* **Direction**
Reproduce word for word the passage of the Linux and EIDE text that begins at the words "I presently use" and stops after "will become unnecessary.".

* **Text provided**
^^^^^^^^

Everything I Know About Linux and EIDE
--------------------------------------

Introduction
------------

It is possible to use Linux on a large EIDE drive with no restrictions
on where anything resides. I only deal with DOS and Linux here, but
the approach I suggest should be compatible with other operating
systems as well.

I presently use version 1.0.9 of the kernel, but everything here
applies to kernels at least through 1.1.34. Sometime in the future,
Linux will probably support EIDE gracefully and transparently, at
which point all of this will be moot. Everything I suggest, however,
should continue to work with these future kernels, although most of it
will become unnecessary.


Background and Terminology
--------------------------

Sectors on an ATA (IDE) drive are 512 bytes long. There are two ways
to address sectors. Logical Block Address (LBA) form, or logical
form, numbers the sectors linearly starting with 0.
Cylinder-Head-Sector (CHS) form, or physical form, addresses each
sector with a (cylinder, head, sector) triplet. To convert addresses
from logical to physical form, it is necessary to know how many heads
per cylinder and how many sectors per head the drive has. If the
total number of cylinders is known as well, the size of the drive can
be determined. The number of cylinders, heads per cylinder ("heads"),
and sectors per head ("sectors") is called the "disk geometry".

^^^^^^^^

* **Excerpted records**
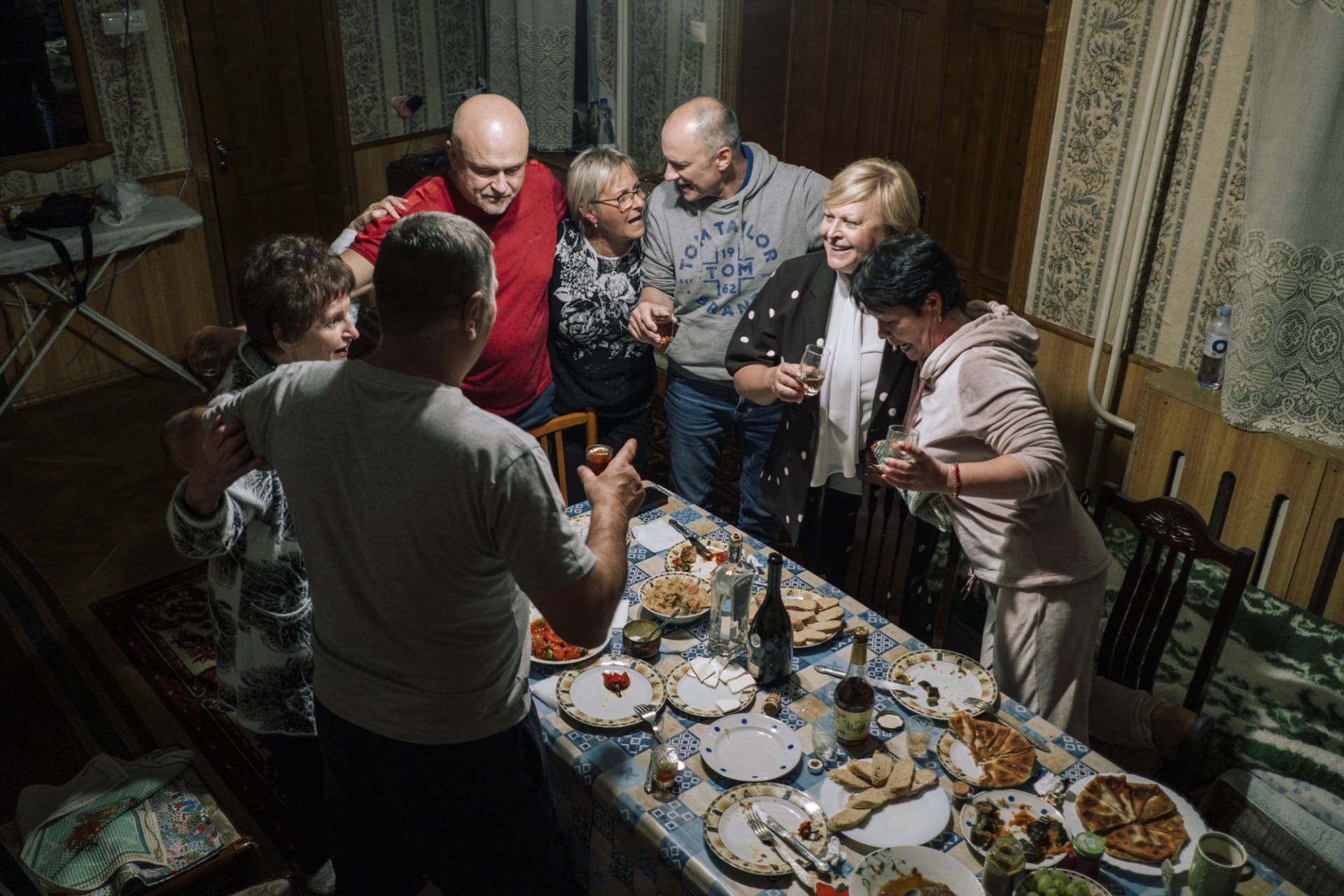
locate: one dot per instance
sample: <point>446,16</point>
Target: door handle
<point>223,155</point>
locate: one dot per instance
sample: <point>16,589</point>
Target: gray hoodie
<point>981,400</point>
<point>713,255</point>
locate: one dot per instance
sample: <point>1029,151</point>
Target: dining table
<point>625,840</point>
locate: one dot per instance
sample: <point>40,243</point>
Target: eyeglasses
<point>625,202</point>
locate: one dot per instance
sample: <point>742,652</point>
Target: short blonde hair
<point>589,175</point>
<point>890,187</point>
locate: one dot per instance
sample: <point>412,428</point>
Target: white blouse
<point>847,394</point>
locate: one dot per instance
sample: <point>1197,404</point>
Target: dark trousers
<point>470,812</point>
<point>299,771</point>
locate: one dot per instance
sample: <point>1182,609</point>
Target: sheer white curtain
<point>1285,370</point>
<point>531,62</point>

^^^^^^^^

* **Full answer**
I presently use version 1.0.9 of the kernel, but everything here
applies to kernels at least through 1.1.34. Sometime in the future,
Linux will probably support EIDE gracefully and transparently, at
which point all of this will be moot. Everything I suggest, however,
should continue to work with these future kernels, although most of it
will become unnecessary.